TEKSTBLOK —

--------

Maar nadat we op veel verkeerd begrepen symbolen hebben gewezen die betrekking hebben op ons standpunt, resten er nog verschillende problemen om op te lossen. De belangrijkste van deze hindernissen is de chronologie. Maar hieraan is nauwelijks iets te doen.
Wat kon de schrijfster anders doen dan ze heeft gedaan? Ze zat immers ingeklemd tussen de theologische chronologie en de geologische, die wordt gesteund door alle materialistische antropologen die aan de mens en de natuur een ouderdom toekennen die alleen bij hun eigen theorieën past. Want wanneer de theologie de zondvloed plaatst in 2448 v.Chr., en de schepping van de wereld slechts 5890 jaar geleden laat plaatsvinden; en wanneer het nauwkeurige onderzoek van de exacte wetenschap de geologen en natuurkundigen ertoe hebben gebracht om aan onze bol sinds zijn vastwording een ouderdom toe te schrijven die ligt tussen 10 miljoen en 1000 miljoen jaar2 (werkelijk een verwaarloosbaar verschil!), en de antropologen ertoe hebben gebracht om van mening te verschillen over het eerste verschijnen van de mens – tussen 25.000 en 500.000 jaar geleden – wat kan iemand die de occulte leer bestudeert dan anders doen dan de esoterische berekeningen dapper aan de wereld voorleggen?

--------

DATASETREGELS —
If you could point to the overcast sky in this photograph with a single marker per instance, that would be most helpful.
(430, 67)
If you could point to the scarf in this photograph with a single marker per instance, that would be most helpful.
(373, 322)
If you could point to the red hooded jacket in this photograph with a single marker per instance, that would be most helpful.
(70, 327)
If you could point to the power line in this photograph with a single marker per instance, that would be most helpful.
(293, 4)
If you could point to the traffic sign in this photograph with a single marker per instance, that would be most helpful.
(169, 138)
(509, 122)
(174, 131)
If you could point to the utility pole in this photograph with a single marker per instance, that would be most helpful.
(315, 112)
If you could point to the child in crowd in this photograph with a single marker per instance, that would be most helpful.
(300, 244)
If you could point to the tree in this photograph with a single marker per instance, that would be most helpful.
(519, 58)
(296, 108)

--------

OPDRACHTEN —
(A) Beantwoord over de tekst over chronologie de volgende vragen:
(i) Welke hindernis noemt de tekst de belangrijkste?
(ii) In welk jaar plaatst de theologie de zondvloed?
(iii) Tussen welke twee aantallen jaren verschillen de antropologen van mening over het eerste verschijnen van de mens?
(B) Schrijf uit de tekst over chronologie alles over vanaf "Maar nadat we" tot en met "iets te doen.".
(C) Schrijf de tekst over de theologische en geologische chronologie verder vanaf het punt waar hij ophoudt.

UITWERKINGEN —
(A)
(i) De chronologie.
(ii) In 2448 v.Chr.
(iii) Tussen 25.000 en 500.000 jaar geleden.

(B)
Maar nadat we op veel verkeerd begrepen symbolen hebben gewezen die betrekking hebben op ons standpunt, resten er nog verschillende problemen om op te lossen. De belangrijkste van deze hindernissen is de chronologie. Maar hieraan is nauwelijks iets te doen.

(C)
Maar hiervoor was het nodig om tenminste enkele ‘historische’ bewijzen te geven, hoewel iedereen de werkelijke waarde van zogenaamd ‘historisch bewijsmateriaal’ kent. Want of de mens nu 18.000 of 18.000.000 jaar geleden op aarde is verschenen, maakt voor de exoterische geschiedenis geen verschil, want deze begint nauwelijks een paar duizend jaar vóór onze jaartelling, en raakt zelfs dan nog hopeloos in conflict met de tegenstrijdige en elkaar tenietdoende opvattingen die haar omringen. Niettemin zou, gezien de eerbied voor de exacte wetenschap waarmee de gemiddelde lezer is opgevoed, zelfs dat korte verleden zonder betekenis blijven, tenzij de esoterische leringen – waar mogelijk – onmiddellijk werden bevestigd en gesteund door verwijzingen naar historische namen uit een zogeheten historische periode. Dit is de enige gids die men de beginner kan geven vóór men hem toestaat zich te begeven op de (voor hem) onbekende kronkelpaden van dat duistere labyrint dat de prehistorie wordt genoemd. We hebben in deze noodzaak voorzien. Het is slechts te hopen dat de wens om dit te doen, die de schrijfster ertoe heeft gebracht voortdurend oude en hedendaagse getuigenissen aan te voeren ter bevestiging van het oeroude en bepaald onhistorische verleden, niet ertoe zal leiden dat ze ervan wordt beschuldigd de verschillende en ver uiteenliggende tijdperken van de geschiedenis en de overlevering zonder orde of methode door elkaar te hebben gehaald. Maar de literaire vorm en methode moesten worden opgeofferd aan de grotere duidelijkheid van de algemene uiteenzetting.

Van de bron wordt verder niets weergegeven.